Compiti da svolgere
1. Le affermazioni seguenti concordano con il brano sui quiz Invalsi? Rispondi sì o no per ciascuna, citando alla lettera le parole decisive del brano: (a) i quiz Invalsi sono stati istituiti dal governo Berlusconi; (b) i test costano complessivamente 20 milioni l'anno; (c) quest'anno i quiz si sono svolti senza intoppi.
2. Puoi proseguire il brano sui quiz Invalsi a partire dall'ultima frase riportata?

Brano selezionato
Valutare e punire. Su un episodio di repressione al Liceo Scientifico Vallisneri in occasione del boicottaggio dei quiz Invalsi.
Anche quest’anno i quiz Invalsi non sono filati lisci. In tutta Italia si sono registrati boicottaggi e azioni contro i test che vorrebbero uniformare la didattica e mettere in competizione tra di loro gli istituti scolastici.
Matteo Renzi aveva promesso che gli Invalsi, istituiti dal governo Berlusconi come prova puramente statistica, poi strutturati annualmente, sarebbero stati aboliti con la Buona Scuola. In realtà questi test dal costo multi-milionario (costo totale di 14 milioni annui) si configurano come sempre più funzionali alla scuola autoritaria, nozionistica e omologata che il duo Renzi-Giannini hanno disegnato.

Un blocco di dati
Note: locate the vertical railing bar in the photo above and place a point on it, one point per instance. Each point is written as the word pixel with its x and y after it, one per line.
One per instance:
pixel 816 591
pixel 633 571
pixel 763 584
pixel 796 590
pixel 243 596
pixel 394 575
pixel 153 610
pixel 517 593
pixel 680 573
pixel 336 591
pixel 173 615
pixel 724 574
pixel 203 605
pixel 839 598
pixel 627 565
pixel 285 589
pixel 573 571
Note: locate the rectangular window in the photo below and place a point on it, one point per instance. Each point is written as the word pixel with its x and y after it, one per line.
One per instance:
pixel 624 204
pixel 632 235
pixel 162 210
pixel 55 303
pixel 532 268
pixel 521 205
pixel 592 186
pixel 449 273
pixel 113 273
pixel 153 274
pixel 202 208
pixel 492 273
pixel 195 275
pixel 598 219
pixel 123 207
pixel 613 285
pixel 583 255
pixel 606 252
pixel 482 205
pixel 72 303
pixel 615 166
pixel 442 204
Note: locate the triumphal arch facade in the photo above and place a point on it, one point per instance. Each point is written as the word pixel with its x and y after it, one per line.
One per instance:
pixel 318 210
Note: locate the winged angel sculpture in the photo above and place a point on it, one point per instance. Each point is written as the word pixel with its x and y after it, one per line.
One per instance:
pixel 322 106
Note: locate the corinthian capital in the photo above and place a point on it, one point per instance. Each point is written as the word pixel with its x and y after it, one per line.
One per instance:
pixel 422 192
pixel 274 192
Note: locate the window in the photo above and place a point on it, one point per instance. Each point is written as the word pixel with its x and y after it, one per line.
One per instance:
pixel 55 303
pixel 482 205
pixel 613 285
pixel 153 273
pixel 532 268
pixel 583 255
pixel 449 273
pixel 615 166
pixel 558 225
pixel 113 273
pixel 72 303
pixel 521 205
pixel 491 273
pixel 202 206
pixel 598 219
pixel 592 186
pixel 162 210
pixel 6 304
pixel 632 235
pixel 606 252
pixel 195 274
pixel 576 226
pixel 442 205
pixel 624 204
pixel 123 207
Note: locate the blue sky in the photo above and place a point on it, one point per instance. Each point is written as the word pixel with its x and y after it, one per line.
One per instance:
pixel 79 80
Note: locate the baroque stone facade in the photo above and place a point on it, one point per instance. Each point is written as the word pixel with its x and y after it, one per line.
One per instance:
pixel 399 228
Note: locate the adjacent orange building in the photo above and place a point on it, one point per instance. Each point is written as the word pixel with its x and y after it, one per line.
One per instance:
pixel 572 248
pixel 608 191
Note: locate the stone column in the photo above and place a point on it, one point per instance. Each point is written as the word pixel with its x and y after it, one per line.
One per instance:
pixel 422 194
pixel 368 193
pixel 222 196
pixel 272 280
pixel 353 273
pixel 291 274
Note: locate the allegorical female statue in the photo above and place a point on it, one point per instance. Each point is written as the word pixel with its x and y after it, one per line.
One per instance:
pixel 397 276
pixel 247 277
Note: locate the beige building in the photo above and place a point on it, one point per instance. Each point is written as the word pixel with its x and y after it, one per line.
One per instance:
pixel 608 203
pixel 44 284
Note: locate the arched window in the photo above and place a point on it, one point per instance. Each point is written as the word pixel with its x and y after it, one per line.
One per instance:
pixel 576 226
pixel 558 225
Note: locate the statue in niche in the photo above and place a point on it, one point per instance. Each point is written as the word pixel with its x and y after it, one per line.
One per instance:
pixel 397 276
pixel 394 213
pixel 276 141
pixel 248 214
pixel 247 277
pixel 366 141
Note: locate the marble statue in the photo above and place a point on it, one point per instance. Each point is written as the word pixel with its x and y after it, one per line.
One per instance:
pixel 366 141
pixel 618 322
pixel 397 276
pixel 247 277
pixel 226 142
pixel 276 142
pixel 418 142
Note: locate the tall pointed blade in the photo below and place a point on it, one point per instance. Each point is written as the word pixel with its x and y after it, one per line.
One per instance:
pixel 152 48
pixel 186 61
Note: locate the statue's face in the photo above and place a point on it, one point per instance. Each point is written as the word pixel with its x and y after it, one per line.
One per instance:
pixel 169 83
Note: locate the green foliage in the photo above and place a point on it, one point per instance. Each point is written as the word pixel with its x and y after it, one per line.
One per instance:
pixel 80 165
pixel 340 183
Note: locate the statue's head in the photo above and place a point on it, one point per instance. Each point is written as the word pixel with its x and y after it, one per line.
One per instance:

Risposte fornite
1.
(a) Sì: «istituiti dal governo Berlusconi come prova puramente statistica».
(b) No: «costo totale di 14 milioni annui».
(c) No: «Anche quest’anno i quiz Invalsi non sono filati lisci».

2.
I test hanno infatti lo scopo di valutare le conoscenze e le competenze degli studenti, e con la Legge 107 (Buona Scuola) sono utilizzati per dare un giudizio sulla didattica della scuola. Peccato che le due prove (matematica e italiano), basate su domande con risposta multipla, non possono in nessun modo dare un quadro realistico del livello di studio e apprendimento degli studenti. Tantomeno per una materia come l’Italiano che poco si presta a essere ridotta a misurazione per mezzo di un test a crocette. Lascia ancora più perplessi il fatto che la prova sia la medesima per tutti gli istituti (licei, istituti tecnici e professionale) senza tener conto delle differenze circa i programmi di studio e le differenze socio-economiche tra gli studenti che le frequentano. Il voler conformare la didattica al modello dei quiz a crocette (perché questo avviene, dal momento che le scuole che ottengono i punteggi più alti beneficiano di più fondi) tende a produrre omologazione e assenza di dibattito e pensiero critico tra gli studenti, privandoli della possibilità di accedere a diverse visioni e interpretazioni del mondo e dei saperi disciplinari (la verità oggettiva sarà forse accertabile in maniera esatta per la matematica e le materie scientifiche, non certo per quelle umanistiche).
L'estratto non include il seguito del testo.